*DOCUMENT EXCERPT*.
How Hotels Can Win Against Home-sharing Competitors

June 21, 2021

Disruption doesn’t have to be a death sentence for established firms. With the right changes, they can fight back against new competitors and defend their place in the industry. A new study offers incumbent firms a powerful weapon that is relatively inexpensive, rich in data and easy for managers to get their hands on: the online customer review.

These short – and often sharply worded – reviews are so common that they can be easily overlooked as just another data point to collect and set aside. But the researchers behind the study show how managers can use them to make substantive improvements in service. The study, “How Incumbents Beat Disruption: Evidence from Hotels’ Response to Home Sharing,” looks at the hotel industry in Beijing, a popular tourism market that has been threatened by the exponential growth of home-sharing platforms such as Xiaozhu, known as “the Airbnb of China.” A deep, robust analysis of management responses to thousands of customer reviews reveals how taking action to correct problems not only helps hotels hedge against disruptors, it can also differentiate them from their peers.

“While home sharing’s entry has typically [been] seen as a threat to the profitability of incumbent hotels, we view home sharing’s entry as an opportunity,” the researchers write in the paper. “We envision ubiquitous reviews as the most accessible, cost-effective source of inspirations for hotels to develop defense strategies, right from their backyard.”

The researchers are Karen Xie, associate professor of service analytics and Betty and Fritz Knoebel Fellow at the University of Denver’s Daniels College of Business; Wei Chen, assistant professor of management information systems at the University of Arizona’s Eller College of Management; and Yong Liu, professor and marketing department head at the University of Arizona’s Eller College of Management.

MSI asked Xie some questions about the study. Her responses appear below:

MSI: What are the key takeaways from this study for marketers and managers?

Karen Xie: When facing entries by disruptive innovation, one of the marketing strategies advocated in this study is to deep dive into the ubiquitously available customer reviews and interact with consumers through management responses to obtain inspirations on sustaining competitive advantage. In this study, learning from reviews using management responses to adjust quality provision has been shown to be effective in defending incumbents from home-sharing’s entry. Operationally, marketers and managers can resort to machine learning, with algorithms proven precise and valuable by this study, to automate efficient extrapolation of content features in consumer reviews towards targeted management responses.

MSI: You make it clear that simply responding to online reviews isn’t sufficient; managers need to use the information found in the reviews to make real improvements in service. What is the best way for them to go about that?

*DATA PROVIDED*.
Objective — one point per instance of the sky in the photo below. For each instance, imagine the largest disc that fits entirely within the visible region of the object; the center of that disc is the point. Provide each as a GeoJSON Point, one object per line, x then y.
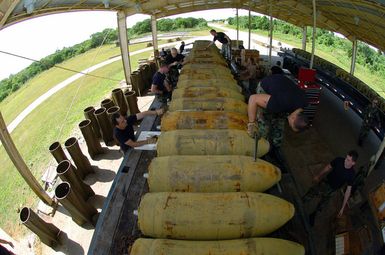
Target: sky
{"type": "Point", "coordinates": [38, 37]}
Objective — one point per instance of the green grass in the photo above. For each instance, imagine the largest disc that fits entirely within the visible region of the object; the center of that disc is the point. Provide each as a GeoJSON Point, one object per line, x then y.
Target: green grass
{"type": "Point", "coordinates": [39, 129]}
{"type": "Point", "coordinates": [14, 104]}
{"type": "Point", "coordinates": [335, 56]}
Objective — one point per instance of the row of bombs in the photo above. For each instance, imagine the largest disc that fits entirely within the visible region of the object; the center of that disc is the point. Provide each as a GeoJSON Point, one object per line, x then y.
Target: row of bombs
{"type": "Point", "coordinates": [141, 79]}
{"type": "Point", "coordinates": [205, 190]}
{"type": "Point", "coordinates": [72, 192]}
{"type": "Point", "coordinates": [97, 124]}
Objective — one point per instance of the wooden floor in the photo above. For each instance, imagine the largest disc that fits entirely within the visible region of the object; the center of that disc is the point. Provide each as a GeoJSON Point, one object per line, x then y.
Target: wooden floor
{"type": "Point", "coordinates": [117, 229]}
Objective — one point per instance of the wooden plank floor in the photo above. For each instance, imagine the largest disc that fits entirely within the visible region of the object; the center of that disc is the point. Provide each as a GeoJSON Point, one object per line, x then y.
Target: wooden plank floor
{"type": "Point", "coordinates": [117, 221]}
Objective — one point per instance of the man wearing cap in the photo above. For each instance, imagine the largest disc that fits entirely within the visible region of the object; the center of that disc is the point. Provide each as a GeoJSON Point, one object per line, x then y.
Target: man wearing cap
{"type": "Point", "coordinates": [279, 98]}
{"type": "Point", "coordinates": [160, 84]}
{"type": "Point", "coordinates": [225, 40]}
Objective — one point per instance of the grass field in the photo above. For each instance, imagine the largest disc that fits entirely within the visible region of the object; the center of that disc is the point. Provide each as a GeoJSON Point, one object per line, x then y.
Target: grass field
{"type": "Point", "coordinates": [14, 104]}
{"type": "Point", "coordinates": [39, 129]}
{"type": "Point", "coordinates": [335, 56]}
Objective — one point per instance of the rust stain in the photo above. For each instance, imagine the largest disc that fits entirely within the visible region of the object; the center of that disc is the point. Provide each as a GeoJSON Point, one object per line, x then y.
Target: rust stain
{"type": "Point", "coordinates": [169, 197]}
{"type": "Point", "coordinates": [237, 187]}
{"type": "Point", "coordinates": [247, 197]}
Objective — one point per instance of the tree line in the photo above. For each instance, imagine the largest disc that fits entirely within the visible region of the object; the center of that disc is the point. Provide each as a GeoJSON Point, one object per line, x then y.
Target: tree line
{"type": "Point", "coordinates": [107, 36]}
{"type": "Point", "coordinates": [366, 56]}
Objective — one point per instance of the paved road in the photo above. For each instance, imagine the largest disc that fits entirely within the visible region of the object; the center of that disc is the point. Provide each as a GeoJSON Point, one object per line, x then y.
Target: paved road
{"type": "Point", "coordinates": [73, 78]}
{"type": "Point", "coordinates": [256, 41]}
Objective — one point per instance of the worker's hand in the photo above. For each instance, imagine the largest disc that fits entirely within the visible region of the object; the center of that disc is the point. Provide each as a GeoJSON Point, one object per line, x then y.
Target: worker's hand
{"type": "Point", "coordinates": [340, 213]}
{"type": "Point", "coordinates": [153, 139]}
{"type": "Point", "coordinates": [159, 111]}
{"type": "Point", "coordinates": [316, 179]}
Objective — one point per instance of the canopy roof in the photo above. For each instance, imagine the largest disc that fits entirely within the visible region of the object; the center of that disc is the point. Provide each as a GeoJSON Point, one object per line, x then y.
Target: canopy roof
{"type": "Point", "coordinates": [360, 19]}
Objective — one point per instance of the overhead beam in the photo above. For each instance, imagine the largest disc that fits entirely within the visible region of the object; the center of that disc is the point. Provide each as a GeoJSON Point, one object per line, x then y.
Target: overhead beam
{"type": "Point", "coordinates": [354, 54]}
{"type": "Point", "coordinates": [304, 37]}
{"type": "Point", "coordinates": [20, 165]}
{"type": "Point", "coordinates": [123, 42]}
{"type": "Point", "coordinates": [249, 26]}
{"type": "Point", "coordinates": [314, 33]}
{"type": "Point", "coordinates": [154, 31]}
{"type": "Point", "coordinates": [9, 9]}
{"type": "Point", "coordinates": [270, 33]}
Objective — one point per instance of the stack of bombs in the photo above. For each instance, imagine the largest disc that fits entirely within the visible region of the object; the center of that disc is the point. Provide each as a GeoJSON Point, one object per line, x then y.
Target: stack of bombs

*TASK REQUIREMENTS*.
- 1) Name every researcher behind the study described in the hotel article.
- 2) Copy everything from "These short –" down to "from their peers." in the hotel article, substituting "Shanghai" for "Beijing".
Please rely only on the hotel article.

*EXERCISE RESPONSES*.
- 1)
Karen Xie
Wei Chen
Yong Liu

- 2)
These short – and often sharply worded – reviews are so common that they can be easily overlooked as just another data point to collect and set aside. But the researchers behind the study show how managers can use them to make substantive improvements in service. The study, “How Incumbents Beat Disruption: Evidence from Hotels’ Response to Home Sharing,” looks at the hotel industry in Shanghai, a popular tourism market that has been threatened by the exponential growth of home-sharing platforms such as Xiaozhu, known as “the Airbnb of China.” A deep, robust analysis of management responses to thousands of customer reviews reveals how taking action to correct problems not only helps hotels hedge against disruptors, it can also differentiate them from their peers.